▶ _Liste des tâches_
[1] Citez mot pour mot la lettre sur le milieu communautaire et la vaccination, depuis « L’auteure est coordonnatrice » jusqu’à « de leurs actions. » inclusivement.
[2] D’après la lettre sur le milieu communautaire et la vaccination, de quel organisme l’auteure est-elle coordonnatrice ?

▶ _Document source_
§

L’auteure est coordonnatrice de la Table des regroupements provinciaux d’organismes communautaires et bénévoles
Monsieur le Premier Ministre,
Monsieur le Ministre de la Santé et des Services sociaux,
Depuis le début de la pandémie, le milieu communautaire n’a pas été « mis sur pause ». Au contraire, celle-ci se vit de manière très intense chez ceux qui interviennent sur des questions santé et de services sociaux. L’accompagnement et l’hébergement de personnes en situation de vulnérabilité en lien avec l’itinérance, la violence, les dépendances, la précarité alimentaire, les difficultés de santé mentale font partie des exemples les plus visibles de leurs actions.
Alors que votre gouvernement n’a que de bons mots face à leur caractère essentiel, sa stratégie de vaccination pour la COVID-19 ne tient actuellement pas compte des personnes qui fréquentent les organismes communautaires ni de celles qui les soutiennent.

§

▶ _Extrait de données_
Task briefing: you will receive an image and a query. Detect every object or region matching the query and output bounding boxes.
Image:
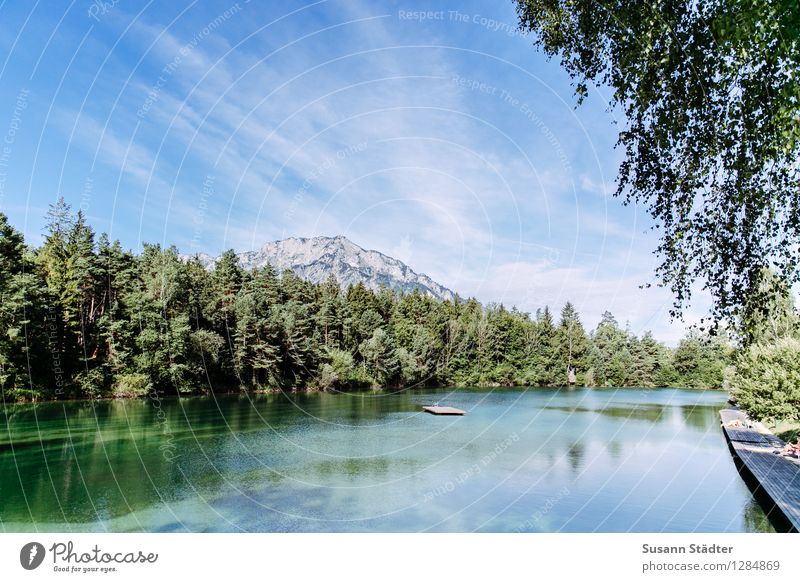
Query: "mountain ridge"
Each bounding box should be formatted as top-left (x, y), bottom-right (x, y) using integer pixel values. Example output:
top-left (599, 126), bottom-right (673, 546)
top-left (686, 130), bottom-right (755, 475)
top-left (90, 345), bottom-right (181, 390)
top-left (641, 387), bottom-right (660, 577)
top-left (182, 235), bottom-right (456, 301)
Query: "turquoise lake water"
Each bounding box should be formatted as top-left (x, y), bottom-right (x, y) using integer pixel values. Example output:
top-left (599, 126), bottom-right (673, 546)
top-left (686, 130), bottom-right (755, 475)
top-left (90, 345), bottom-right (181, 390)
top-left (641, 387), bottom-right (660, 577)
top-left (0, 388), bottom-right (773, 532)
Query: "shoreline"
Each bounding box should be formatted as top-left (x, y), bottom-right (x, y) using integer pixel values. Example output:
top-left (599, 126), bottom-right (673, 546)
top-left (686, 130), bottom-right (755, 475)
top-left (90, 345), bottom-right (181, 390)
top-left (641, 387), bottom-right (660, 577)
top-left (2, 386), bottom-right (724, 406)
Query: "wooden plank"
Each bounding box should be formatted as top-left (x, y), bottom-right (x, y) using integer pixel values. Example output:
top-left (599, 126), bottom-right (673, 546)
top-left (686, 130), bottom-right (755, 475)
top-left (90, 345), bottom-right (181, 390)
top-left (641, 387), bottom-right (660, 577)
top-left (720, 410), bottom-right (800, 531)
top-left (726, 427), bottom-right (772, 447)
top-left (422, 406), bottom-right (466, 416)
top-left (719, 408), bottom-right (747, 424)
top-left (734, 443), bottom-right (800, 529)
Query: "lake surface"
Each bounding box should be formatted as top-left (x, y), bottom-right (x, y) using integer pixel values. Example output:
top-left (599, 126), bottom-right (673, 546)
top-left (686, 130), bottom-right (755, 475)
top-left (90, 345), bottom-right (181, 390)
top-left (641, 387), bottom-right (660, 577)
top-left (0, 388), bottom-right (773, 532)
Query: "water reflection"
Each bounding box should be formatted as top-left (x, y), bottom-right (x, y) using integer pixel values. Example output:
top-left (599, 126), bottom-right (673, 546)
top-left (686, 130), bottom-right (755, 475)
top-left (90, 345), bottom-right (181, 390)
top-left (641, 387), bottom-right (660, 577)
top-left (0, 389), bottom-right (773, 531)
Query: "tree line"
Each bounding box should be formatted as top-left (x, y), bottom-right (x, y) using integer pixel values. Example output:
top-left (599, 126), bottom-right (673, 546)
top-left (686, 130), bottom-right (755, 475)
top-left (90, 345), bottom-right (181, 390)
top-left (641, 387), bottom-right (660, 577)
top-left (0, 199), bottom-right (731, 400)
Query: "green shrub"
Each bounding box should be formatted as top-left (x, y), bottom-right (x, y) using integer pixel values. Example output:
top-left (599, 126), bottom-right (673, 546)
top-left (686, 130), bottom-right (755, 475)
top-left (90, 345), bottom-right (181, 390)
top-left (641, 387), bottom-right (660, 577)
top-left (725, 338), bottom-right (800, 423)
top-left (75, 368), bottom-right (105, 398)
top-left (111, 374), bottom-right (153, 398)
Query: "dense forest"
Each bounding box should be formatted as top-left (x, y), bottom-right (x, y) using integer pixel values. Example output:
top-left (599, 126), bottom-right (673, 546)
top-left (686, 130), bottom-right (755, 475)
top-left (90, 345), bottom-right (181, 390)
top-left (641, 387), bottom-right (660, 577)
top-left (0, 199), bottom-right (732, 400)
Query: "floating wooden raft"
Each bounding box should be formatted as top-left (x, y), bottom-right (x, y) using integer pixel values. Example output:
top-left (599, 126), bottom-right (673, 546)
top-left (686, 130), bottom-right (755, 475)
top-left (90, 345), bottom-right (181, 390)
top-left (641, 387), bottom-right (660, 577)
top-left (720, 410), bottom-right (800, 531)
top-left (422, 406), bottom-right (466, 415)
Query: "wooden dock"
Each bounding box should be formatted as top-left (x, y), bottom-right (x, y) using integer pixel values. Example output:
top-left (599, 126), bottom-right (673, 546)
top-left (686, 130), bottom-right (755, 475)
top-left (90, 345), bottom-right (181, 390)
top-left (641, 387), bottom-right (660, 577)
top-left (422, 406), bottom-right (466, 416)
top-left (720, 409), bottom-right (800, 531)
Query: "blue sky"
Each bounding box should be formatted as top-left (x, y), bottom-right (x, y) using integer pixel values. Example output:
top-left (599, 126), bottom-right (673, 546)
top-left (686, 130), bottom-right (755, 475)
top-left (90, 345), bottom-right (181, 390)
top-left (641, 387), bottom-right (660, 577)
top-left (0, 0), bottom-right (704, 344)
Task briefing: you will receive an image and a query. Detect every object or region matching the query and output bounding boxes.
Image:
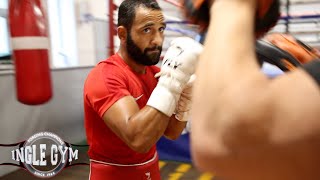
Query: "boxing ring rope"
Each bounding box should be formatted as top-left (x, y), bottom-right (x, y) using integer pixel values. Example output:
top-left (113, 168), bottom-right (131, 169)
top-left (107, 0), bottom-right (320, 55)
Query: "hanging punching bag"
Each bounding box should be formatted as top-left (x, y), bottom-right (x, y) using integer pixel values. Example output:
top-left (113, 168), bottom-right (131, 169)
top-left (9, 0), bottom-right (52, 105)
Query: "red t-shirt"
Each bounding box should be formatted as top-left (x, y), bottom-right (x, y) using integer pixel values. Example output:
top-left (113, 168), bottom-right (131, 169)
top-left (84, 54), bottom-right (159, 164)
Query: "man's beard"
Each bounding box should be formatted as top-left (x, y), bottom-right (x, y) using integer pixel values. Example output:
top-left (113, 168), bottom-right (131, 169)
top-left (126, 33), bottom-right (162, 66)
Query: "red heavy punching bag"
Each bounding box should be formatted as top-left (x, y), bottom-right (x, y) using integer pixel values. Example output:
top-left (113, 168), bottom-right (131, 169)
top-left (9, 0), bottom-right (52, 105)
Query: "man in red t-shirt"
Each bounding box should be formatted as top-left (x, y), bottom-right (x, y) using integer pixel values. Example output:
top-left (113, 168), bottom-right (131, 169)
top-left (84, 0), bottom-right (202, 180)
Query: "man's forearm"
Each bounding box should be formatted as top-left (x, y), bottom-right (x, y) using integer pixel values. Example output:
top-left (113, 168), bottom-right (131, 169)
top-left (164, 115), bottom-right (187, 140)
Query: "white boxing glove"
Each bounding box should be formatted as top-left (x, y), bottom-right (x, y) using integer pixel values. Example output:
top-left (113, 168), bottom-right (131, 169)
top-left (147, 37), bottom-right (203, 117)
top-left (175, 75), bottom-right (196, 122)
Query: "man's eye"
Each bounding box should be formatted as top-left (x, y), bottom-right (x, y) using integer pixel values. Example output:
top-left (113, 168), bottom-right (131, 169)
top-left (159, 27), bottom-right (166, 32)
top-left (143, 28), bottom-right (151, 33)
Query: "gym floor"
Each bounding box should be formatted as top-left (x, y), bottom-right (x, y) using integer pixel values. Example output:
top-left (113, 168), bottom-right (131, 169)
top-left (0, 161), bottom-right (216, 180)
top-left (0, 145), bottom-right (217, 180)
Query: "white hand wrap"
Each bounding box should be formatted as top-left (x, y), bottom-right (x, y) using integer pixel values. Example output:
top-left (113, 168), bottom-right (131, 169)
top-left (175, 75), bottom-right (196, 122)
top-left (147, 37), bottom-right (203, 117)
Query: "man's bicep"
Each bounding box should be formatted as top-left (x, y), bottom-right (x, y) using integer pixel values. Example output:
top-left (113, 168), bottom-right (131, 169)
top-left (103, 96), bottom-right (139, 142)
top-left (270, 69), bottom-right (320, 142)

§

▶ _Solutions proposées_
[1]
L’auteure est coordonnatrice de la Table des regroupements provinciaux d’organismes communautaires et bénévoles
Monsieur le Premier Ministre,
Monsieur le Ministre de la Santé et des Services sociaux,
Depuis le début de la pandémie, le milieu communautaire n’a pas été « mis sur pause ». Au contraire, celle-ci se vit de manière très intense chez ceux qui interviennent sur des questions santé et de services sociaux. L’accompagnement et l’hébergement de personnes en situation de vulnérabilité en lien avec l’itinérance, la violence, les dépendances, la précarité alimentaire, les difficultés de santé mentale font partie des exemples les plus visibles de leurs actions.

[2] De la Table des regroupements provinciaux d’organismes communautaires et bénévoles.